-- Supplied records start --
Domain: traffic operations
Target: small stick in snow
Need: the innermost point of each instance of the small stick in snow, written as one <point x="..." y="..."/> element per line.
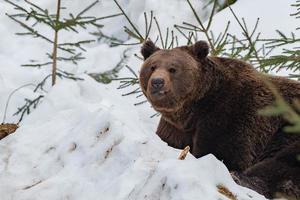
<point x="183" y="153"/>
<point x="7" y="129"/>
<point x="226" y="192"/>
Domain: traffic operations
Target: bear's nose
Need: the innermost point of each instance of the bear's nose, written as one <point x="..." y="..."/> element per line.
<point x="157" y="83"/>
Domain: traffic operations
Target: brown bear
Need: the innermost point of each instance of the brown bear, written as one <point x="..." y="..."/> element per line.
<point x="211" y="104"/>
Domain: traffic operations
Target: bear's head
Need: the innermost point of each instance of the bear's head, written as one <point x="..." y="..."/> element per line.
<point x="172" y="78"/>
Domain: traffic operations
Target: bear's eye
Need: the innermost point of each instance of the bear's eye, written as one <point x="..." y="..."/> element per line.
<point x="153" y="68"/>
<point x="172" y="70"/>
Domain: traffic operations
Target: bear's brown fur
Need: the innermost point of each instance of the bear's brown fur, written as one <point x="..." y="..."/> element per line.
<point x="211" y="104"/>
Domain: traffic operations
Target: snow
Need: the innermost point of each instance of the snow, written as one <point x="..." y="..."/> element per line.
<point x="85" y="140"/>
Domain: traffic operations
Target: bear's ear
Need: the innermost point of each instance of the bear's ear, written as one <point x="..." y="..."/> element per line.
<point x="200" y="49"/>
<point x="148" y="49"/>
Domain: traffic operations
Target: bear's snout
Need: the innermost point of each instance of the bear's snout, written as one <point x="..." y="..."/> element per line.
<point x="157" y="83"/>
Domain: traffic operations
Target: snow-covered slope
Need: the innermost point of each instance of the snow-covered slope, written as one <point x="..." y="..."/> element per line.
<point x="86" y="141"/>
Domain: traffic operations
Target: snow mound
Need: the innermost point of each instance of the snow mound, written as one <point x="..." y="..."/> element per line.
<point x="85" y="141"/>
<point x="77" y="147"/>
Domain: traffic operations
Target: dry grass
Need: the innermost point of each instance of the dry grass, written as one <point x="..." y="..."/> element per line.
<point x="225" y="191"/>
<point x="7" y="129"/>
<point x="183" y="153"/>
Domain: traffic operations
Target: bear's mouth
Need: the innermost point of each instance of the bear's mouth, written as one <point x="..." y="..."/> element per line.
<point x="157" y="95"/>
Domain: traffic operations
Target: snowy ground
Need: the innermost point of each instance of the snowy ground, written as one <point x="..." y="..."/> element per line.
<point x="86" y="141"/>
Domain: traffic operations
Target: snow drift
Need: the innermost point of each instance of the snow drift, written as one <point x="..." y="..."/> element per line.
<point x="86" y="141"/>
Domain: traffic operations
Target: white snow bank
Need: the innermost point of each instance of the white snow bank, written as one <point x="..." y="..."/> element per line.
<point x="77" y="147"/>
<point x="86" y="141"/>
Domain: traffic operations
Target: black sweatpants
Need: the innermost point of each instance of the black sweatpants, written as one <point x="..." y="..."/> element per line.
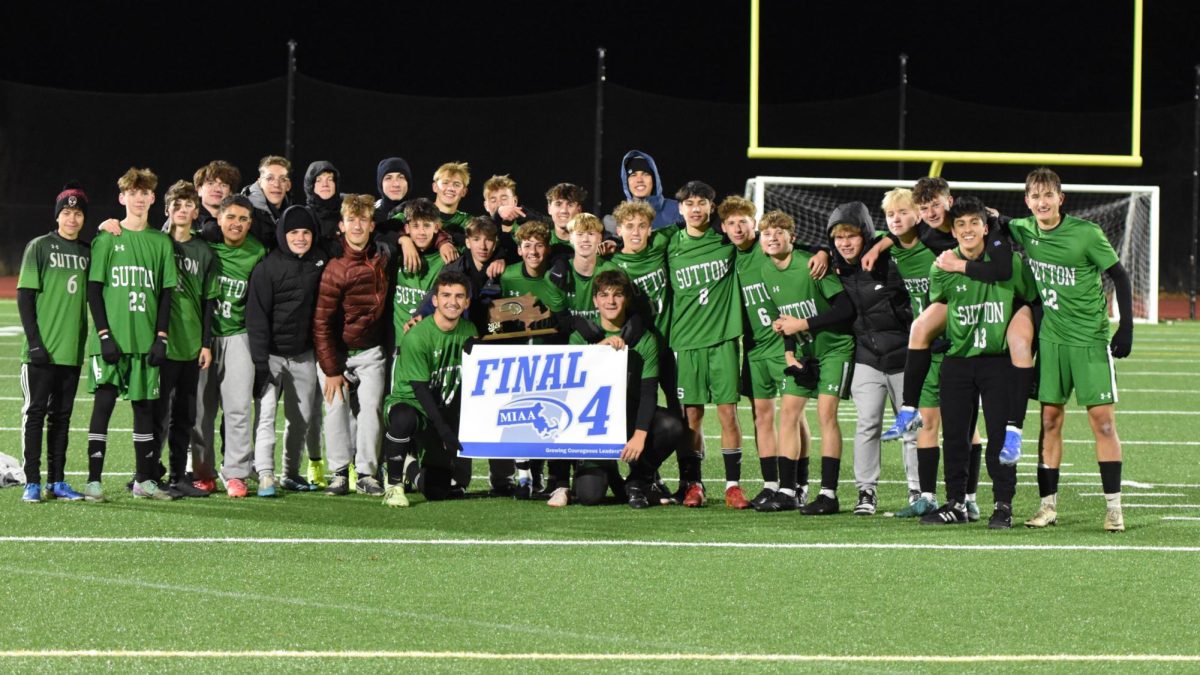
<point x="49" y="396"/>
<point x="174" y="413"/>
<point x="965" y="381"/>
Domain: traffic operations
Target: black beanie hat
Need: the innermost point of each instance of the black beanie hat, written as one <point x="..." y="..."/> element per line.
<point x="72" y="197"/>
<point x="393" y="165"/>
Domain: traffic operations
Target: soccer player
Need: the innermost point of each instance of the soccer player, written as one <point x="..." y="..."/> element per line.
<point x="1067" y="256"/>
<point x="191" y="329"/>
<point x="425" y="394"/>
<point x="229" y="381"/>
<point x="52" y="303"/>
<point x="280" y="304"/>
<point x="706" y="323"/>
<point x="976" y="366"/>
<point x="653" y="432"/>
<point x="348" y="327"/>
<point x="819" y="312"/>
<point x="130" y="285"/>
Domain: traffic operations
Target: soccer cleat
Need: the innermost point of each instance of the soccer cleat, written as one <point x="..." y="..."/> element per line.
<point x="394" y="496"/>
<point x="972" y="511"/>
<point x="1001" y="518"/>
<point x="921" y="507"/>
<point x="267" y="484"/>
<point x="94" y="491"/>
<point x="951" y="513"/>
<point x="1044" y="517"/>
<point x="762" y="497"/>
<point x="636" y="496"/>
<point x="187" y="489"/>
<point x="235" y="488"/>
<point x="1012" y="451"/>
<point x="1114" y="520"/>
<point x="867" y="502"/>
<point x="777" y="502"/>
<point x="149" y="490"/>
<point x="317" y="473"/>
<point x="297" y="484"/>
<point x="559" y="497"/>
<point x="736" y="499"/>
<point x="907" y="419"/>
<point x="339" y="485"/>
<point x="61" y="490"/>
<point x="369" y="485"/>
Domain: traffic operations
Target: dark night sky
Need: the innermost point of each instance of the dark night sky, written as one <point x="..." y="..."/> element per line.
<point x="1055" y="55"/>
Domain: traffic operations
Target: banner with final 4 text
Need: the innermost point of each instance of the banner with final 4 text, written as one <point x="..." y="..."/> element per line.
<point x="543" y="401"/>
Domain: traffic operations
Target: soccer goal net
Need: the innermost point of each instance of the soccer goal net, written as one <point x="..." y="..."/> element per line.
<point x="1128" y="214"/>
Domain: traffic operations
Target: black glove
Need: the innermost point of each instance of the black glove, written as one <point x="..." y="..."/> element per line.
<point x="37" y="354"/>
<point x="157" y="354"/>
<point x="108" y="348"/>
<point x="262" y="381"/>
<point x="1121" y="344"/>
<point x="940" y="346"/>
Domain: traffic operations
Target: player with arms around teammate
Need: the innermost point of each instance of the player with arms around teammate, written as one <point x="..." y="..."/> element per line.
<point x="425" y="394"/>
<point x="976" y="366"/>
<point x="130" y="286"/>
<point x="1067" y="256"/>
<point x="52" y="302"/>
-- Supplied records end --
-- Supplied records start --
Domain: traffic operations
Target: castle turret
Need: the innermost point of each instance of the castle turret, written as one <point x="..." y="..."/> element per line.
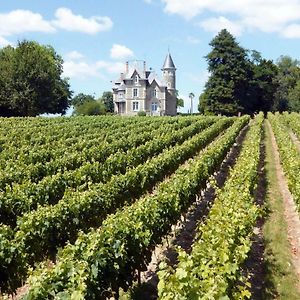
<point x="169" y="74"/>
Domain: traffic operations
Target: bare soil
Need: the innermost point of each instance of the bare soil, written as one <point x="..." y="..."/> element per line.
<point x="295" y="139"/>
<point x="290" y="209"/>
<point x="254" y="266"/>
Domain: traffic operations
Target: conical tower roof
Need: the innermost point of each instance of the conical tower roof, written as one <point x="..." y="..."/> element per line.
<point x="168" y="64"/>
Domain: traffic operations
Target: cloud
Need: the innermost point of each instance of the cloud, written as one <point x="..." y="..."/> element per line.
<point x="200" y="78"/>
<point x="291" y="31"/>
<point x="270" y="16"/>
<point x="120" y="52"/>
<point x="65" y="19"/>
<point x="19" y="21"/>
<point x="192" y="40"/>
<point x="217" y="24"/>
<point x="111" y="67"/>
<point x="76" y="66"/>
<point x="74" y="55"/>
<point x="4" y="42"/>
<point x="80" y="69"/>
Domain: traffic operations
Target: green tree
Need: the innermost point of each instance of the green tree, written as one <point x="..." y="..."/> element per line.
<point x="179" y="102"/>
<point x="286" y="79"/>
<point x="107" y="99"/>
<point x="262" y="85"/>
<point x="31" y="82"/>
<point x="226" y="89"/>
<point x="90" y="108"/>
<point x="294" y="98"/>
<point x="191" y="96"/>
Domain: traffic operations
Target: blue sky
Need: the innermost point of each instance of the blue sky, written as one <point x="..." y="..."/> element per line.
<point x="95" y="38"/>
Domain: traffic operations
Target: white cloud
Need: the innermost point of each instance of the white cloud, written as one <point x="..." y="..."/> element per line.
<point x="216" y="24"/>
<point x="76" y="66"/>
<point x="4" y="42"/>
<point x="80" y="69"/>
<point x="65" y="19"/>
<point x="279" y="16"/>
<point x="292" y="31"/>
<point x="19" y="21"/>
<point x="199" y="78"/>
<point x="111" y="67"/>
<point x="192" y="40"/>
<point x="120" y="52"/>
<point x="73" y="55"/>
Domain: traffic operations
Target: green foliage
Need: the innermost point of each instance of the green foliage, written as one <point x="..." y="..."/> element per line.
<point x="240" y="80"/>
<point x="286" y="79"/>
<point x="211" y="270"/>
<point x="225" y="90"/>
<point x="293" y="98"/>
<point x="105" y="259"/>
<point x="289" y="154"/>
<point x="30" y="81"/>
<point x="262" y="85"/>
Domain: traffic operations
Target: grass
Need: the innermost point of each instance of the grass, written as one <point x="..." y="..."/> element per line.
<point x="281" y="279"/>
-- Supplied records end --
How many lines in the entries above contain the word "bare"? Case counts. Reply with the number alone.

- The output:
2